- Opening Delimiter -

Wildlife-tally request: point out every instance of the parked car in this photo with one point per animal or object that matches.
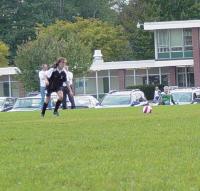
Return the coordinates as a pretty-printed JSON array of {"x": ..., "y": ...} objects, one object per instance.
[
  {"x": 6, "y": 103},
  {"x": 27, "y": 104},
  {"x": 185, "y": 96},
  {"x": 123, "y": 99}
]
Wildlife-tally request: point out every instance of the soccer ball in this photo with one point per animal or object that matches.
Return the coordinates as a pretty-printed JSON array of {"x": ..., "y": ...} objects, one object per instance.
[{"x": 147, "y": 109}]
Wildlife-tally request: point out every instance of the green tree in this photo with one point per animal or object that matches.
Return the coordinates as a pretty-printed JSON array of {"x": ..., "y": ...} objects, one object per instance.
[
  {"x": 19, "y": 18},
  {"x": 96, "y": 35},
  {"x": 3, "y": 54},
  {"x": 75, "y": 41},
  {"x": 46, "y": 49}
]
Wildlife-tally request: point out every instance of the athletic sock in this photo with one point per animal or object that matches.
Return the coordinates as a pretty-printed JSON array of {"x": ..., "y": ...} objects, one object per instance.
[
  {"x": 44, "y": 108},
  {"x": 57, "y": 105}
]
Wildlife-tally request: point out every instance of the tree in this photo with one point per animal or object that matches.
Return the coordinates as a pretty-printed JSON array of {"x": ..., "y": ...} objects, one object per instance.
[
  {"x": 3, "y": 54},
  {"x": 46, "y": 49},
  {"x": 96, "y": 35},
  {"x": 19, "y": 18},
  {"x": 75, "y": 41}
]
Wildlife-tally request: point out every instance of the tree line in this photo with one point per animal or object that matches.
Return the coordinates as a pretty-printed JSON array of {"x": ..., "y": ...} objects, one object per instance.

- Closing Delimiter -

**Work instruction**
Copy, word for word, the line that contains "Wildlife-tally request: point out every instance of the tree in" and every line after it through the end of the records, and nothing else.

**Answer to the exercise**
Wildlife-tally request: point out every instance of the tree in this photo with one point per animal or object that matches.
Return the coordinates as a pretty-printed JSON array of {"x": ..., "y": ...} objects, one object per instance.
[
  {"x": 3, "y": 54},
  {"x": 46, "y": 49},
  {"x": 96, "y": 35},
  {"x": 19, "y": 18},
  {"x": 75, "y": 41}
]
Wildlife-tally request: point out every instance of the tree line in this photo with one point per animal or object that matches.
Return the coordinates as a pretty-printed JSON array of {"x": ..., "y": ...} objects, one object per instance.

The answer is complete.